_WORK REQUIRED:_
Take the lines from the one with "positive clicks: (8, 97)" through the end of the material below and repeat them exactly, dropping every picture.
---------- PROVIDED DATA
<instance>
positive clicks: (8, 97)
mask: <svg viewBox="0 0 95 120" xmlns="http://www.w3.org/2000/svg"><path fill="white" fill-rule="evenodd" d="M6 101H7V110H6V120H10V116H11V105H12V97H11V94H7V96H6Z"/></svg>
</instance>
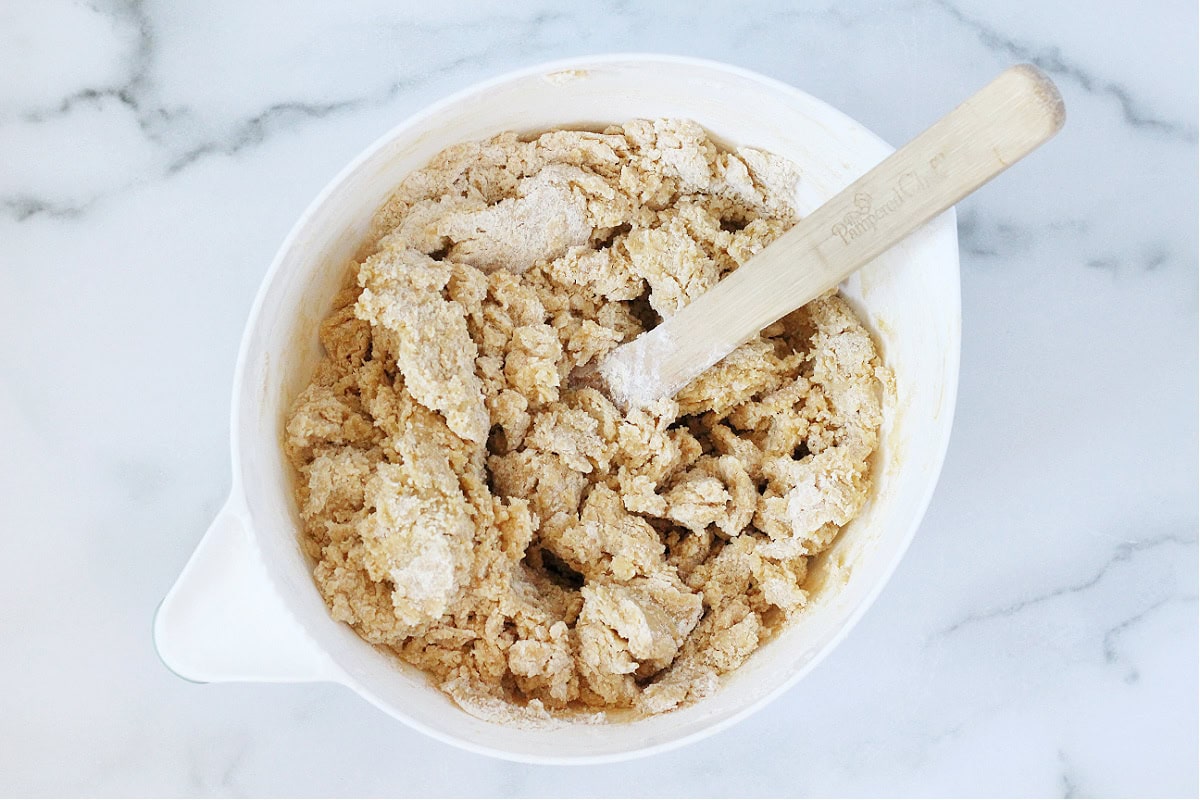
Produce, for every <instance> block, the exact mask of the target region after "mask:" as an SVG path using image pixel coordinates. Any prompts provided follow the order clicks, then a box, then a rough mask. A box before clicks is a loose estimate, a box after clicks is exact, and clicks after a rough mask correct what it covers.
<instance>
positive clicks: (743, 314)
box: [601, 65, 1064, 405]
--------------------
_EXERCISE OUTPUT:_
positive clicks: (8, 97)
mask: <svg viewBox="0 0 95 120" xmlns="http://www.w3.org/2000/svg"><path fill="white" fill-rule="evenodd" d="M6 101H7V110H6V120H10V116H11V105H12V97H11V94H7V96H6Z"/></svg>
</instance>
Produce, for every <instance> block, the exact mask of the target region after "mask:" as an SVG path using image pixel coordinates. Any prompts provided follow the order clicks, then a box, then a rough mask. A box before clicks is a loose estimate, a box after clicks is exact, and clicks after a rough mask correct what it covers.
<instance>
positive clicks: (743, 314)
box: [601, 65, 1064, 405]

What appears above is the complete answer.